- Quelldokument -
<<<<
Landeskulturtagung: Sport im Banat – Freizeit, Gemeinschaft und Weltklasse

Einem auf den ersten Blick etwas ungewöhnlichen Thema war die diesjährige 57. Kulturtagung des Landesverbandes Baden-Württemberg am 5. und 6. November 2022 gewidmet: dem Sport im Banat. Vorausgegangen war eine Grundsatzdiskussion darüber, ob Sport „Kultur“ sei oder nicht, wobei der langjährige Sportjournalist Helmut Heimann sich mit großer Vehemenz dafür aussprach, dem Sport den ihm gebührenden Platz im Bereich der Kultur zuzuweisen. Die Entscheidung stand allerdings schon im letzten Jahr fest, die Tagung konnte damals jedoch nicht stattfinden und wurde deshalb wieder auf das Programm gesetzt. Ungewöhnlich war auch der Ort, das Haus der Heimat in Stuttgart statt dem Haus der Donauschwaben in Sindelfingen, denn diese seit vielen Jahren vertraute Begegnungsstätte fällt derzeit wegen Renovierung aus. 

Der Landesvorsitzende Richard Jäger (rechts) mit den Referenten der Kulturtagung (von links): Felix Matei, Hans Schuch, Josef Koch, Yves-Pierre Detemple, Helmut Heimann und Werner Gilde. (Nicht auf dem Foto sind die Referenten Ernst Meinhardt und Josef Lutz)
>>>>
- Datensatz -
<<<<
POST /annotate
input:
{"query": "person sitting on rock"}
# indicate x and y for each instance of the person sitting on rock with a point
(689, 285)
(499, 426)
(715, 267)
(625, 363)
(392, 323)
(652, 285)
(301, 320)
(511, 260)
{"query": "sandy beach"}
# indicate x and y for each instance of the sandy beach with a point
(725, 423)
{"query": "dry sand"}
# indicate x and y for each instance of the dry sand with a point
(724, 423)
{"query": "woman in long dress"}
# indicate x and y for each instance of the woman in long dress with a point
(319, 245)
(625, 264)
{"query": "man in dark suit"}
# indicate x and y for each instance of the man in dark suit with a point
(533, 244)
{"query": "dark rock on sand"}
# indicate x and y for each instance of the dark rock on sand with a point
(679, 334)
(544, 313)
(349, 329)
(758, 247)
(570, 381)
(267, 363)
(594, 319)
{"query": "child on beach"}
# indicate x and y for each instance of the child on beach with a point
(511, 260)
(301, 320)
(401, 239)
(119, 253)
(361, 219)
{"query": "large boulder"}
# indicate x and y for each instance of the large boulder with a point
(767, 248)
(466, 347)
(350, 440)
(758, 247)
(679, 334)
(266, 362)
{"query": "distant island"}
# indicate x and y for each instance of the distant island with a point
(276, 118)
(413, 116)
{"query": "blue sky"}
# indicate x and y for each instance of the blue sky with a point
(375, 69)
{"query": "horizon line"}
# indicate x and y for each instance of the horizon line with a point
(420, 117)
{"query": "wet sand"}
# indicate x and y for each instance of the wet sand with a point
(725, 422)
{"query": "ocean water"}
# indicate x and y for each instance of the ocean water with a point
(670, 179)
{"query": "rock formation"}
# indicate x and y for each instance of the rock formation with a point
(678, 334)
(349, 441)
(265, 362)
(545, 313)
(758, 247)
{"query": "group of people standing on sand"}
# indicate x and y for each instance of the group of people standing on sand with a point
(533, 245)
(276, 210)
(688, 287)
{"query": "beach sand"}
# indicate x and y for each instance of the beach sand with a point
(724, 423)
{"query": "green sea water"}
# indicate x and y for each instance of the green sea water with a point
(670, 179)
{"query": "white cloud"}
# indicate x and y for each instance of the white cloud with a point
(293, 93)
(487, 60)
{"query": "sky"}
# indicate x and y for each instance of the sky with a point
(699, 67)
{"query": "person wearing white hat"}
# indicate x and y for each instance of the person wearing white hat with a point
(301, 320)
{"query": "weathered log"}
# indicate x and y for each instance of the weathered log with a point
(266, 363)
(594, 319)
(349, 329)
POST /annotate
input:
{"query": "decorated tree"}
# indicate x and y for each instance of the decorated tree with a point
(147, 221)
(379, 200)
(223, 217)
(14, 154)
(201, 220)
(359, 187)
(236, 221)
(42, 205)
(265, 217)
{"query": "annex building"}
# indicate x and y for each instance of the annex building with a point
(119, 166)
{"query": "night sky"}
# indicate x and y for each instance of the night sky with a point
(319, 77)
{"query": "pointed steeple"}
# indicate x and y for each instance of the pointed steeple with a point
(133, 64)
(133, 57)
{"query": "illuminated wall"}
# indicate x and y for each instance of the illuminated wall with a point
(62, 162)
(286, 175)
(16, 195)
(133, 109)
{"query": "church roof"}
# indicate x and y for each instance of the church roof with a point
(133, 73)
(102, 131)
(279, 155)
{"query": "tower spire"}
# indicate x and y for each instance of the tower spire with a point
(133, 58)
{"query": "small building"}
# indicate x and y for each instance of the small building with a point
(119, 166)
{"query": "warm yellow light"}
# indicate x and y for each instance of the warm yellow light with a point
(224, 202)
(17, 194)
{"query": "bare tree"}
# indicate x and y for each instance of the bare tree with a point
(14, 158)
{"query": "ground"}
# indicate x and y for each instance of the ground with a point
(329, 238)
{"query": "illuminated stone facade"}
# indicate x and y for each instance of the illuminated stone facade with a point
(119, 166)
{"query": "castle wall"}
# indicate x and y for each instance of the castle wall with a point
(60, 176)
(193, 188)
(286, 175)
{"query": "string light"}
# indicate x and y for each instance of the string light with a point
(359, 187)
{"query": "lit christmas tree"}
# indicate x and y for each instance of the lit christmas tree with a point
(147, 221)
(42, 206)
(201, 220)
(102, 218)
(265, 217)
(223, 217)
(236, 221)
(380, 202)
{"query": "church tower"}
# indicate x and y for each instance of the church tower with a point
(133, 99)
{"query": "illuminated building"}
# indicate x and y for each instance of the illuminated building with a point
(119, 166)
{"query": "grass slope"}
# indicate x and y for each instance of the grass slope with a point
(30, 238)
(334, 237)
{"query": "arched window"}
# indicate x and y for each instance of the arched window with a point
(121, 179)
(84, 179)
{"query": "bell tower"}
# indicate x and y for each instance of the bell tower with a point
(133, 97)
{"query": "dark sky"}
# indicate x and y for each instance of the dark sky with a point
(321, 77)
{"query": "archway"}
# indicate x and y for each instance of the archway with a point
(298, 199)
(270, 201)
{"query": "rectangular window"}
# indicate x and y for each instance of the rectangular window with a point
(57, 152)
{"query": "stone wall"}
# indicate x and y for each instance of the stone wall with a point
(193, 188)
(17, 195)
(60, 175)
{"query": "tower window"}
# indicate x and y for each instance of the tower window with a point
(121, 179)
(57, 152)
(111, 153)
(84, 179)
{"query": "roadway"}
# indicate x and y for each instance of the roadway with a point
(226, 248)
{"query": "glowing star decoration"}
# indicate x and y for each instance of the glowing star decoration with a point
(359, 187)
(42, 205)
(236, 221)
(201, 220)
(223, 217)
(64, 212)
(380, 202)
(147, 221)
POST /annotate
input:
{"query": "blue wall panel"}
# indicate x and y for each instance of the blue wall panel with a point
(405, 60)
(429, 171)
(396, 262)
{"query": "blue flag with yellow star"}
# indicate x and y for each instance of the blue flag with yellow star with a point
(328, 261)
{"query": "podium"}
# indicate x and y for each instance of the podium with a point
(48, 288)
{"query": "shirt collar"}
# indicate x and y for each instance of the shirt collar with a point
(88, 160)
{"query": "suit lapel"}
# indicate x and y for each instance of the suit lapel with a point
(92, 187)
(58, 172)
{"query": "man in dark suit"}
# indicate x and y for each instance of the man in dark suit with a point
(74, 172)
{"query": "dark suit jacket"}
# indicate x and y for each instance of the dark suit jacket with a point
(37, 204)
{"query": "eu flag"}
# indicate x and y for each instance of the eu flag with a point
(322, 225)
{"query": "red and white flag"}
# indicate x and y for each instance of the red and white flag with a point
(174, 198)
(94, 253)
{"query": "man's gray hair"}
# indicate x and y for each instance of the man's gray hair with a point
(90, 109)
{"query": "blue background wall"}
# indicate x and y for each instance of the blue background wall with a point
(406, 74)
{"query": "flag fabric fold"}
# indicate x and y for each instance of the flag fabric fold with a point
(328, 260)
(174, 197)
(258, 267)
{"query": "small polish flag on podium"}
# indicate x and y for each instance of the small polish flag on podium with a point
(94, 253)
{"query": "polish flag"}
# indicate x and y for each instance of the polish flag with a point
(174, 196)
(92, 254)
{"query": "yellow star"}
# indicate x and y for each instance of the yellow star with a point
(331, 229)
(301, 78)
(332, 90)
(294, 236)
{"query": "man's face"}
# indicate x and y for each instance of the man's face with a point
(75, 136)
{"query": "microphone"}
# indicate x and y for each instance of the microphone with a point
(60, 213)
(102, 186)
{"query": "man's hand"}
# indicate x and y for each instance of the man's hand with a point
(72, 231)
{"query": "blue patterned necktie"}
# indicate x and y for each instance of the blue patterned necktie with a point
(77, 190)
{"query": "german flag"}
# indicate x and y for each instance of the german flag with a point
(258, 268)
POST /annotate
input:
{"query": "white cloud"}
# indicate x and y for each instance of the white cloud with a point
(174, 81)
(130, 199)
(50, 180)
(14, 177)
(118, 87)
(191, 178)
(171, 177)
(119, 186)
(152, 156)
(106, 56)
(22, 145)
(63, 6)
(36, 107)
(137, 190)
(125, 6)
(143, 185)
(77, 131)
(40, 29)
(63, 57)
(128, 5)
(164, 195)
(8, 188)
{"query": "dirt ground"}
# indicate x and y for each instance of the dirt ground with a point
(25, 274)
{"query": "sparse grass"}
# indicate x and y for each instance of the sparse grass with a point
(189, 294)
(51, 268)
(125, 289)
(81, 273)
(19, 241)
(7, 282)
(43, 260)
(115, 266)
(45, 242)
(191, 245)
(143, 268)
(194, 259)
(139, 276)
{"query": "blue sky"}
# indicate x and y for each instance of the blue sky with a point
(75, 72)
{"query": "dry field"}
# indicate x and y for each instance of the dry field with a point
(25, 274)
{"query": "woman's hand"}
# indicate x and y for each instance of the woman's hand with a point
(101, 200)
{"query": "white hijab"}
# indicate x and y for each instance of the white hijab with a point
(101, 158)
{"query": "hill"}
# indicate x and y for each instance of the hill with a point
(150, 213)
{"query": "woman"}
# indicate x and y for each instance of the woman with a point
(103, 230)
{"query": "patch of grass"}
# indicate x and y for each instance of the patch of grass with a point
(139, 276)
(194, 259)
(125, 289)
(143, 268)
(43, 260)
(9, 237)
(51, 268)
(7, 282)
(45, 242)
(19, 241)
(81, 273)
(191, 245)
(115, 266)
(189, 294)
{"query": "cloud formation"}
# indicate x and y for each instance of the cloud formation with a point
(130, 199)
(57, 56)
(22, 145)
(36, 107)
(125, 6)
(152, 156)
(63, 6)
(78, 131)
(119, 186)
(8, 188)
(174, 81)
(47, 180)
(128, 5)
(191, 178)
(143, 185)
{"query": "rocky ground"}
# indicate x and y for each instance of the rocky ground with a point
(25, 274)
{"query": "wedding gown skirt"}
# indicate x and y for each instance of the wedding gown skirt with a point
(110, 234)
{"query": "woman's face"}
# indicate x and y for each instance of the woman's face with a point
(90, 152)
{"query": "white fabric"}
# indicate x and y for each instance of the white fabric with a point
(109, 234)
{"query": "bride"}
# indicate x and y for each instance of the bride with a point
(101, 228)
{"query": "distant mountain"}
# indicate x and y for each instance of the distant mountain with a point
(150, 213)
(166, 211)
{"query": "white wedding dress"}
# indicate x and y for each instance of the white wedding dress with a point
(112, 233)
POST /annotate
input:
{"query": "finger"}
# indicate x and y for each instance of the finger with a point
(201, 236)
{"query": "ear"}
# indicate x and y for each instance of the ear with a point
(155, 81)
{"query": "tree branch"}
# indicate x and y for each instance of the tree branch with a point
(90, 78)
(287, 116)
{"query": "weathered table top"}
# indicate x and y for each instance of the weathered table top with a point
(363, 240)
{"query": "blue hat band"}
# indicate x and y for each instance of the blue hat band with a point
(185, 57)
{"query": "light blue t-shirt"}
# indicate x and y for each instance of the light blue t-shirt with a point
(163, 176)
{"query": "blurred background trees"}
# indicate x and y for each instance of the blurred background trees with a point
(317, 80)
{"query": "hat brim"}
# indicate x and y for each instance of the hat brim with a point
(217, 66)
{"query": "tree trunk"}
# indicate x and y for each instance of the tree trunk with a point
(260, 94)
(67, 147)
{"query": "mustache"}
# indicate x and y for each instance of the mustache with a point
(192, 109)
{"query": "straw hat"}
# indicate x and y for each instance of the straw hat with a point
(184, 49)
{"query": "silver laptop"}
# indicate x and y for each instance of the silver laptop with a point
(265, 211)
>>>>
- Aufgabe 1 -
Übersetze bitte den folgenden Satz aus dem Bericht zur Kulturtagung ins Englische: „Die Entscheidung stand allerdings schon im letzten Jahr fest, die Tagung konnte damals jedoch nicht stattfinden und wurde deshalb wieder auf das Programm gesetzt.“
- Aufgabe 2 -
Schreib den Bericht zur Kulturtagung nach seinem letzten Satz weiter.

- Antwortfeld 1 -
The decision had already been made last year, however, but the conference could not take place at that time and was therefore put back on the program.

- Antwortfeld 2 -
Dass Sport schon länger auf der Wunschliste der Themen für die Kulturtagung stand, merkte man an der ausdrücklichen Genugtuung der anwesenden Teilnehmer, dass der Wunsch endlich in Erfüllung gegangen ist. Richard Jäger, der Vorsitzende des Landesverbandes Baden-Württemberg, äußerte in seiner Begrüßung die Freude darüber, dass das Thema fast 50 interessierte Teilnehmer nach Stuttgart gelockt hat, und begrüßte die kompetenten Referenten der Tagung. Diese wichen, wie auch die Tagungsteilnehmer, teilweise von dem gewohnten Sindelfingen-Publikum ab, es waren viele neue Gesichter zu sehen. Auch Hans Vastag, Kulturreferent des Landesverbandes, wies auf die „zweifach neuen Wege“ dieser Tagung hin und äußerte die Hoffnung, dass die Tagung auch in Stuttgart guten Zuspruch finden werde, denn auch im nächsten Jahr werde sie wieder dort stattfinden.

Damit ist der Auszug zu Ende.